— Your objective —
Render every one of the items below as a JSON list of strings, with one string per line and no blank lines. Leave the pictures out of the answer.
------------------------
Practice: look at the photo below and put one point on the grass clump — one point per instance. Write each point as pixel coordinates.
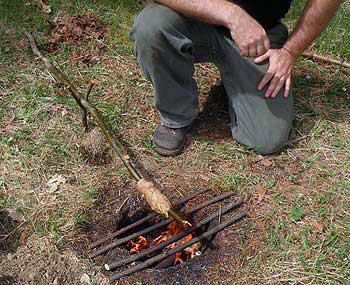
(69, 188)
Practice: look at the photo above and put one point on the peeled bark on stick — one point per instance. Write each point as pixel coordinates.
(157, 200)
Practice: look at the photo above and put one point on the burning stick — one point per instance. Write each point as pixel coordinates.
(164, 255)
(171, 240)
(157, 226)
(143, 220)
(157, 200)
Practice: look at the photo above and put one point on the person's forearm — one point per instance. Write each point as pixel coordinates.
(248, 34)
(316, 16)
(217, 12)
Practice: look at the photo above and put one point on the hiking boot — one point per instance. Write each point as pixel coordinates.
(170, 141)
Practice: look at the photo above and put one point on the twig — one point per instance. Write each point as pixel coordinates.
(117, 146)
(327, 59)
(141, 221)
(155, 198)
(164, 255)
(143, 232)
(171, 240)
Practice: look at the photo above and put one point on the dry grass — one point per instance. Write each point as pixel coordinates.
(297, 200)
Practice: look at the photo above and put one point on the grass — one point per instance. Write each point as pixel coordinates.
(298, 200)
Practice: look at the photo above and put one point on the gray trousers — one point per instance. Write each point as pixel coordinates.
(167, 45)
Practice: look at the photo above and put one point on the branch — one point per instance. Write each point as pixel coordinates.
(158, 201)
(327, 59)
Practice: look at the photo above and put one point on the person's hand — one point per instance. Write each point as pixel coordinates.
(279, 73)
(249, 35)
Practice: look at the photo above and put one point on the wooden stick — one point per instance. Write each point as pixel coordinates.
(164, 255)
(116, 145)
(151, 228)
(157, 200)
(171, 240)
(327, 59)
(141, 221)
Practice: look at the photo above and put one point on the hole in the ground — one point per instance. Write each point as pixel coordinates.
(151, 240)
(9, 235)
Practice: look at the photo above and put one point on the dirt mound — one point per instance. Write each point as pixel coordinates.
(72, 29)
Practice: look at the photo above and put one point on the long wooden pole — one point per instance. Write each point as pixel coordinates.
(157, 200)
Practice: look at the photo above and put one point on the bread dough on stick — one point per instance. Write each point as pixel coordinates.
(157, 200)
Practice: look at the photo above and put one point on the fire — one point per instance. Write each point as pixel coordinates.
(173, 229)
(140, 244)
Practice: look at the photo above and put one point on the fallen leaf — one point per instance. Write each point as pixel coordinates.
(16, 215)
(261, 194)
(54, 182)
(45, 8)
(268, 162)
(320, 225)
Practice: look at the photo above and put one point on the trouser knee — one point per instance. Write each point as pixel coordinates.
(269, 144)
(151, 27)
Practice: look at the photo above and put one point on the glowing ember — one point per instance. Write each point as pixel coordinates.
(173, 229)
(139, 245)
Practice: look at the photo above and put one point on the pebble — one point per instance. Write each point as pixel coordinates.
(85, 279)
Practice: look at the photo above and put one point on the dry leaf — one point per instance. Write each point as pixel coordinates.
(54, 182)
(16, 215)
(320, 225)
(261, 194)
(45, 8)
(268, 162)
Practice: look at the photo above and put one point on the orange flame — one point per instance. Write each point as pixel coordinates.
(139, 245)
(173, 229)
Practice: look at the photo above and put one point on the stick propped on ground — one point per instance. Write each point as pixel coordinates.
(156, 199)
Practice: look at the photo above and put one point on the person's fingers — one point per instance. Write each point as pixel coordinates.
(252, 51)
(244, 51)
(287, 87)
(278, 88)
(260, 49)
(267, 77)
(267, 43)
(273, 84)
(262, 57)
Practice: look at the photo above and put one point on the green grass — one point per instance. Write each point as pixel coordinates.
(297, 200)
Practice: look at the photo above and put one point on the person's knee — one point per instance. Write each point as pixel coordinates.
(151, 24)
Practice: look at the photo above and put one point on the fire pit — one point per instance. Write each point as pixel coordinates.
(172, 245)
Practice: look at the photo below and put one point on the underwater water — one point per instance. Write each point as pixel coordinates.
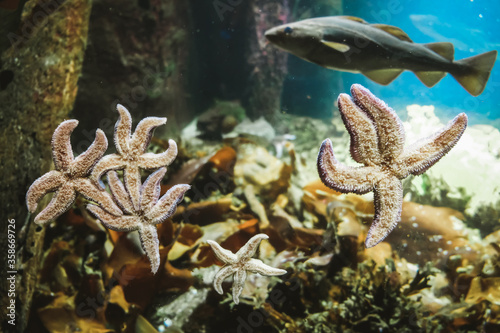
(180, 167)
------------------------
— Answer for the task —
[
  "Practice: look at the photo below and put one point on the grass clump — one point per instance. Write each point as pixel coordinates.",
  "(69, 188)",
  "Practice: look at the photo above and put one point on the peeled bark on stick — one point per instance. Write each point as pixel coordinates.",
  "(157, 200)",
  "Practice: look at the photo above and put one point on the burning stick — one point per instance. Write each point as pixel coordinates.",
  "(164, 255)",
  "(171, 240)",
  "(157, 226)",
  "(143, 220)",
  "(157, 200)",
  "Practice: look at the photo above and put one point on the person's forearm — one point per instance. Write each point as pixel coordinates.",
  "(248, 34)",
  "(316, 16)",
  "(217, 12)",
  "Practice: look at the photo above and put one point on the hiking boot — one point per instance. Write each point as pixel coordinates.",
  "(170, 141)",
  "Practice: look at the photo above and put one point on the twig — one point per instance. Write each point as pixel coordinates.",
  "(117, 146)",
  "(327, 59)",
  "(141, 221)",
  "(155, 198)",
  "(164, 255)",
  "(143, 232)",
  "(171, 240)",
  "Practice: look at the photo above and put one point on the dry grass — one point per instance. Write each point as pixel coordinates.",
  "(297, 200)",
  "Practice: look at the photo above and put one point on the grass — one point per instance. Write each point as pixel coordinates.",
  "(298, 200)",
  "Practice: look at the photo above and put one point on the gray trousers — one point per instance. Write each point as pixel coordinates.",
  "(167, 45)",
  "Practice: look at the photo above and put one point on the branch — one point per instance. Write each point as pixel coordinates.",
  "(158, 201)",
  "(327, 59)",
  "Practice: look at the photo above and put one point on the person's hand — one point per instance. Write each point as pixel coordinates.",
  "(279, 73)",
  "(249, 35)",
  "Practice: look at the photo above and put one point on the wooden stick — one point per instance. Write each point as pixel coordinates.",
  "(164, 255)",
  "(116, 145)",
  "(151, 228)",
  "(157, 200)",
  "(171, 240)",
  "(327, 59)",
  "(141, 221)",
  "Practice: look at the photo above and put one point on the hole in the ground — one point per instance. Write each point as pixel coordinates.",
  "(151, 240)",
  "(9, 235)",
  "Practice: look at the photo above and put one point on the dirt mound — one point per instance. Write each point as pixel coordinates.",
  "(72, 29)",
  "Practice: look at the photo above and put one point on the long wooden pole — one point per instance. Write each point as pixel coordinates.",
  "(157, 200)",
  "Practice: look at the photo above and put one point on the bread dough on stick — one point per instance. Write each point as pixel coordinates.",
  "(157, 200)",
  "Practice: look at the photo above and put one point on the fire — one point per instance. Write each point as pixel coordinates.",
  "(173, 229)",
  "(140, 244)",
  "Practice: look at the photo above and put one point on the fallen leaf — one point per instance. Write each point as pixel coordinates.",
  "(16, 215)",
  "(261, 194)",
  "(54, 182)",
  "(45, 8)",
  "(268, 162)",
  "(320, 225)",
  "Practice: look at the photo above and put one point on the trouser knee — one point per instance. Write each point as pixel coordinates.",
  "(269, 144)",
  "(151, 27)",
  "Practice: look at the photo above and put one point on the glowing ember — one point per instance. Write each point as pixel coordinates.",
  "(173, 229)",
  "(139, 245)",
  "Practice: look at the photo above and put one point on the pebble — one point per instance. Write each point as pixel coordinates.",
  "(85, 279)",
  "Practice: look at the photo above and put one point on the dry leaf — one point per instance. Write each point as pixel coordinates.",
  "(54, 182)",
  "(16, 215)",
  "(320, 225)",
  "(261, 194)",
  "(45, 8)",
  "(268, 162)",
  "Practice: look at the photo above and put one point on the orange flame — one point per instance. Write each point as pixel coordinates.",
  "(139, 245)",
  "(173, 229)",
  "Practice: look at the photo above and put one point on the stick propped on ground — one point per instance. Write each point as pixel coordinates.",
  "(156, 199)",
  "Practice: look at the photo above and put one point on the person's fingers — one point per instance. Write each point as pixel coordinates.",
  "(252, 51)",
  "(244, 51)",
  "(287, 87)",
  "(278, 88)",
  "(260, 49)",
  "(267, 77)",
  "(267, 43)",
  "(273, 84)",
  "(262, 57)",
  "Practice: look at the photo above and put one point on the green grass — one point per instance. Write each point as pixel coordinates.",
  "(297, 200)",
  "Practice: look at the photo above and put one point on the person's knee — one point per instance. Write each point as pixel coordinates.",
  "(151, 24)",
  "Practice: look at the photo above and put one point on the fire pit — one point per instance. Write each point as pixel coordinates.",
  "(172, 245)",
  "Practice: look at the photo below and put one point on the underwater water — one point per instance. Write each point as pixel coordinates.",
  "(180, 167)"
]